- SELECTION -

There's also an insightful bit of human psychology. Uncle Andrew can't
believe that a lion is singing, so he convinces himself that Aslan is not
singing, and thus prevents himself from making any sense of the talking
animals later.
Now the trouble about trying to make yourself stupider than you really
are is that you very often succeed.
As with a lot in Lewis, he probably meant this as a statement about faith,
but it generalizes well beyond the religious context.
What disappointed me about the creation story, though, is the animals. I
didn't notice this as a kid, but this re-read has sensitized me to how
Lewis consistently treats the talking animals as less than humans even
though he celebrates them. That happens here too: the newly-created,
newly-awakened animals are curious and excited but kind of dim. Some of
this is an attempt to show that they're young and are just starting to
learn, but it also seems to be an excuse for Aslan to set up a human king
and queen over them instead of teaching them directly how to deal with the
threat of Jadis who the children inadvertently introduced into the world.

- RECORDED INFORMATION -
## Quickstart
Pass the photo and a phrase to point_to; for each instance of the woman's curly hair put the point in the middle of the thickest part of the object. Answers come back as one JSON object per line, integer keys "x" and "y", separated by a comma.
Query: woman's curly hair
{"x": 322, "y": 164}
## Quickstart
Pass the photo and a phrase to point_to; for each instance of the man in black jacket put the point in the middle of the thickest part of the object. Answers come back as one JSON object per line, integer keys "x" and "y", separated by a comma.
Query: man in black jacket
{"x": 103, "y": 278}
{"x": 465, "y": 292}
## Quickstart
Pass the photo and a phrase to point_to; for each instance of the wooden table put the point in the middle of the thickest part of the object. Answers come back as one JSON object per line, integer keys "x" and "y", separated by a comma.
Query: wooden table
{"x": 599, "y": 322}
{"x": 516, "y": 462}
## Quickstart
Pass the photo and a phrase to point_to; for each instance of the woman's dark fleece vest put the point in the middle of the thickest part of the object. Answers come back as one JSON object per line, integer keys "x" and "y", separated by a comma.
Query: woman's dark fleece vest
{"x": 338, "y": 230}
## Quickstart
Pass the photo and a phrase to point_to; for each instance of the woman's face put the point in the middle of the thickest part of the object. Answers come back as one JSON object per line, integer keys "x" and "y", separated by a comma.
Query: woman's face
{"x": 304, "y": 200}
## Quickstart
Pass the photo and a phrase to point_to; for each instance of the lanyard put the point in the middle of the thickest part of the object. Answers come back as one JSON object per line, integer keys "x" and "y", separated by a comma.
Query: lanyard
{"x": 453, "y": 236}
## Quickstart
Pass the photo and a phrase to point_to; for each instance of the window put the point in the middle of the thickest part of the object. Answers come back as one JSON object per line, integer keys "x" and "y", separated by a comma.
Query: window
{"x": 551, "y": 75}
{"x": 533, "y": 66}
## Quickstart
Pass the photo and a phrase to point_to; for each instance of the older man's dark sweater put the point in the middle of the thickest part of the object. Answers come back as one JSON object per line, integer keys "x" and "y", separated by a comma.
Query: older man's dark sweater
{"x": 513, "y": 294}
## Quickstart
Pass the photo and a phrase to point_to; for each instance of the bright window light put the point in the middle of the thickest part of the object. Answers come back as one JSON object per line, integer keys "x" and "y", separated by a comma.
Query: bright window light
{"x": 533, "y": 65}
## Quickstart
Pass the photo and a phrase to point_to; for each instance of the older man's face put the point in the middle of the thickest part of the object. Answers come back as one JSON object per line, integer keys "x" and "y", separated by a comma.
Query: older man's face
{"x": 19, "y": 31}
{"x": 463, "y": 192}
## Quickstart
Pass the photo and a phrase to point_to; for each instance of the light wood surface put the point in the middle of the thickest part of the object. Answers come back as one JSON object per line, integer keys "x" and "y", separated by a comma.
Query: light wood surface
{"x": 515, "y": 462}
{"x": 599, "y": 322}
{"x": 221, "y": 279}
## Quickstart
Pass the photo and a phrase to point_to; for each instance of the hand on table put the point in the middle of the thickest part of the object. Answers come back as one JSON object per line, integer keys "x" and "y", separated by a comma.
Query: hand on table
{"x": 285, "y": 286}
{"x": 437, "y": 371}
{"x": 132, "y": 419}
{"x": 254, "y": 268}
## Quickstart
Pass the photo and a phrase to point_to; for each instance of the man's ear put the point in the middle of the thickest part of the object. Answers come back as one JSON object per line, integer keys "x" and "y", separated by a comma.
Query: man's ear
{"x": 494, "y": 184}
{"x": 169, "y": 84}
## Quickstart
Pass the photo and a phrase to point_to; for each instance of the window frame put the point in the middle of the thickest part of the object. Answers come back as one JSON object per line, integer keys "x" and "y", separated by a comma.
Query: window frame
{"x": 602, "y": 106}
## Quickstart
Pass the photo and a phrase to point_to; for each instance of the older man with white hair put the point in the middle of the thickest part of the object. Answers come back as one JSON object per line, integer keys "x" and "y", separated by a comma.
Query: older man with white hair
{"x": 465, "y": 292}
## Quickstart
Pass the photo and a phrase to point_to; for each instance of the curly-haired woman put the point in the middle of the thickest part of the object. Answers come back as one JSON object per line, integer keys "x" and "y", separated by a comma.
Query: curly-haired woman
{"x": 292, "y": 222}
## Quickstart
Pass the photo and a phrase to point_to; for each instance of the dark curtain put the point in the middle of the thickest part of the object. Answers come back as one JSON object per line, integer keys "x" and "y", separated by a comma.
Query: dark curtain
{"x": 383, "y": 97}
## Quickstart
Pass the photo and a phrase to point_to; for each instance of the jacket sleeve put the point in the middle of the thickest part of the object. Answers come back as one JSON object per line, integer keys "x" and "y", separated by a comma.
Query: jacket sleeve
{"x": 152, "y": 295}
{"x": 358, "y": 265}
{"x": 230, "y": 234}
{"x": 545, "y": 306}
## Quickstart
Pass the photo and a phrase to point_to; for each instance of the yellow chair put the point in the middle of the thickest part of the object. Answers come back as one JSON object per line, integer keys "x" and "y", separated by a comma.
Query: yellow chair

- EXERCISE INSTRUCTIONS -
Write the next part of the commentary on Lewis and his talking animals, starting right after its last sentence.

- RESULT OF THE TASK -
The other thing I dislike about
The Magician's Nephew is that the
climax is unnecessarily cruel. Once Digory realizes the properties of the
newly-created world, he hopes to find a way to use that to heal his
mother. Aslan points out that he is responsible for Jadis entering the
world and instead sends him on a mission to obtain a fruit that, when
planted, will ward Narnia against her for many years. The same fruit
would heal his mother, and he has to choose Narnia over her. (It's a
fairly explicit parallel to the Garden of Eden, except in this case Digory
passes.)
Aslan, in the end, gives Digory the fruit of the tree that grows, which is
still sufficient to heal his mother, but this sequence made me angry when
re-reading it. Aslan knew all along that what Digory is doing will let
him heal his mother as well, but hides this from him to make it more of a
test. It's cruel and mean; Aslan could have promised to heal Digory's
mother and then seen if he would help Narnia without getting anything in
return other than atoning for his error, but I suppose that was too
transactional for Lewis's theology or something. Meh.
But, despite that, the only reason why this is not the best Narnia book is
because
The Voyage of the Dawn Treader
is the only Narnia book that also nails the ending.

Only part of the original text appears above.